___ Data records

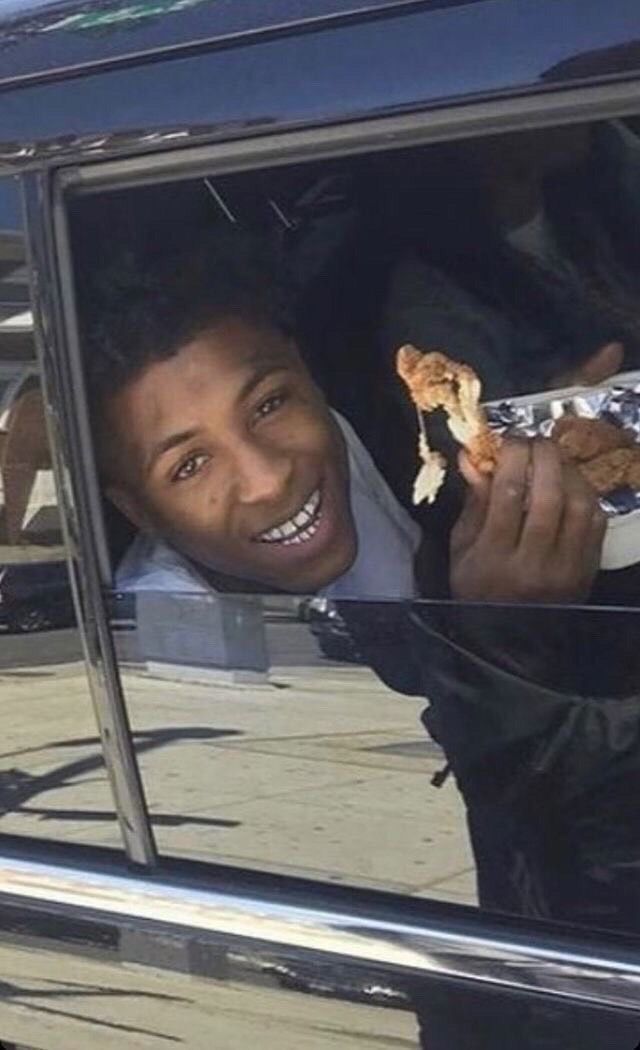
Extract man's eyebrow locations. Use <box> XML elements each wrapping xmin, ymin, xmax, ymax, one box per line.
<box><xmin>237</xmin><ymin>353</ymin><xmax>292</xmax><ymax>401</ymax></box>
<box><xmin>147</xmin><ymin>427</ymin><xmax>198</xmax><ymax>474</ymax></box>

______
___ Data records

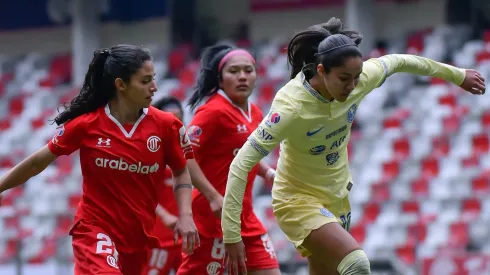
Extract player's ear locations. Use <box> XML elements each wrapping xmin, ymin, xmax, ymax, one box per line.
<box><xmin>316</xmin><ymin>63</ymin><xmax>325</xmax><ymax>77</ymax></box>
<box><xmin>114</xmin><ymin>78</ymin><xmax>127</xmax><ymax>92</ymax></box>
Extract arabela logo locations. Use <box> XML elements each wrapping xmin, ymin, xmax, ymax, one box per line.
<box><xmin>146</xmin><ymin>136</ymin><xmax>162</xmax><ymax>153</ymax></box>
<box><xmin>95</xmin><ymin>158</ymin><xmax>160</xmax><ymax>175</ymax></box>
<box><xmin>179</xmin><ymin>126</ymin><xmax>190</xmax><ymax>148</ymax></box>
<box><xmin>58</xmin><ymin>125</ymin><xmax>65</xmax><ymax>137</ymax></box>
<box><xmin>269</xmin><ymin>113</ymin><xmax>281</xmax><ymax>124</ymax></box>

______

→ **The task**
Please count the lines of the data above that contain the string "wrapping", and reply with the number alone.

→ **Answer to this task**
3